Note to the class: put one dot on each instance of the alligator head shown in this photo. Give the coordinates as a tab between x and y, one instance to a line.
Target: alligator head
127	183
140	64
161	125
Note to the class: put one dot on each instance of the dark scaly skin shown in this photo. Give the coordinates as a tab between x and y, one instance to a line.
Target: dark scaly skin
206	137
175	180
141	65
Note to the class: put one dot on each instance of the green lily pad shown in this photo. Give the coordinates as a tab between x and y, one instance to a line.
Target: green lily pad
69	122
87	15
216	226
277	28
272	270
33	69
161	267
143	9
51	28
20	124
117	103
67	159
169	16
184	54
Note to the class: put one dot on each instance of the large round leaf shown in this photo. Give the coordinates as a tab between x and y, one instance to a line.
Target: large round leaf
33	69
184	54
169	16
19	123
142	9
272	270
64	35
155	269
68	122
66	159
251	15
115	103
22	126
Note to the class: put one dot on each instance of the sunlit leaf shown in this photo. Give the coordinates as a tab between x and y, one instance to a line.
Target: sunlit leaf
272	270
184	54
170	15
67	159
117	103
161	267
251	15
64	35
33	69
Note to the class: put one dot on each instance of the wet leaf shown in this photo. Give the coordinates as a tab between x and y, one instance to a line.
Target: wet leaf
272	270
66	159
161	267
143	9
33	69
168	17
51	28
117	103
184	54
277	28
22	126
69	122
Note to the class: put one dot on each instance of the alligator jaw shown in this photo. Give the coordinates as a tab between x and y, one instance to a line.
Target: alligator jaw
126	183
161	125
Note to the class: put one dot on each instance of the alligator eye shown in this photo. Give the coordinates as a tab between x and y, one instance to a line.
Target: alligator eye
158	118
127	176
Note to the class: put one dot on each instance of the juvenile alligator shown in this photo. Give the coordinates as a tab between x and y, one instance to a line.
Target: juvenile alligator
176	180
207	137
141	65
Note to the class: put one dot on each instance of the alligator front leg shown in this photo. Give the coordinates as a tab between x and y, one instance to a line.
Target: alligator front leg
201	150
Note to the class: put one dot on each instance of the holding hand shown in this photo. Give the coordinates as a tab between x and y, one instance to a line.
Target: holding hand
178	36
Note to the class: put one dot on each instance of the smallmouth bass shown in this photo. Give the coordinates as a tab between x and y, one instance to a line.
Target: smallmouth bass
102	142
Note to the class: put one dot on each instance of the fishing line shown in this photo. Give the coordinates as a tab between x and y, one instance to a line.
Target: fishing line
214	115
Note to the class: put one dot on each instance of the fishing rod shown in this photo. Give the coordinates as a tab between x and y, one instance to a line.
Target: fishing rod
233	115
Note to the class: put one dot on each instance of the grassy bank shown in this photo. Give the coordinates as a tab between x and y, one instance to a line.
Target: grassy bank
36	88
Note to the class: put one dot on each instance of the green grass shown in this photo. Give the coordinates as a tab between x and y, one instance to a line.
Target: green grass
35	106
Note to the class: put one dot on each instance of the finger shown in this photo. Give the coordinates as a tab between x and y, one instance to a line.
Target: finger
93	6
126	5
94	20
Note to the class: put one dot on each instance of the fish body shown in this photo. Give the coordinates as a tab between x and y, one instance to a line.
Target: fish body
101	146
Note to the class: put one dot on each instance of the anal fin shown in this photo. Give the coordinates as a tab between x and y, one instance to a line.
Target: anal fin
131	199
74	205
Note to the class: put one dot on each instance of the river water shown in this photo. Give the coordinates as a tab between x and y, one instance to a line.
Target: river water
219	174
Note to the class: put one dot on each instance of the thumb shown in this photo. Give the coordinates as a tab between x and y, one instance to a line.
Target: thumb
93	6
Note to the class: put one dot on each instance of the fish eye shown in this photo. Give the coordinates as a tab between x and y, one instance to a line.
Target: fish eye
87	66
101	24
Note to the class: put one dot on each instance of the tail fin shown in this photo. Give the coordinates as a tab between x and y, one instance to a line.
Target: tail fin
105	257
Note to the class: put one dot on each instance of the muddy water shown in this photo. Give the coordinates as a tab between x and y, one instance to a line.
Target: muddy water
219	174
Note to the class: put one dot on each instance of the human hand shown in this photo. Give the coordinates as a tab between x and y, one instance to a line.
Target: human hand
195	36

▸ **Task directions**
Only the lines from the one that contains "the fish eye" to the end of the data should be output, exactly as they appear.

▸ **Task solution**
Note to the class: put one dot on each instance of the fish eye shown in this photo. Give the coordinates as a tab between x and y, one instance to a line.
Target: fish eye
87	66
101	24
Note to the class: put one dot on each instance of the tail fin shown in this photo. Give the coordinates as a tab between x and y, one instance to a line.
Target: tail fin
105	257
Note to the class: put one dot on each instance of the muddy water shown in this photo. Give the coordinates as a tab between x and y, one instance to a line.
Target: muddy water
219	174
Note to the class: put one dot on each instance of the human hand shown in this photo. Give the coordinates as a tab between x and y, one instance to a line.
Target: human hand
195	36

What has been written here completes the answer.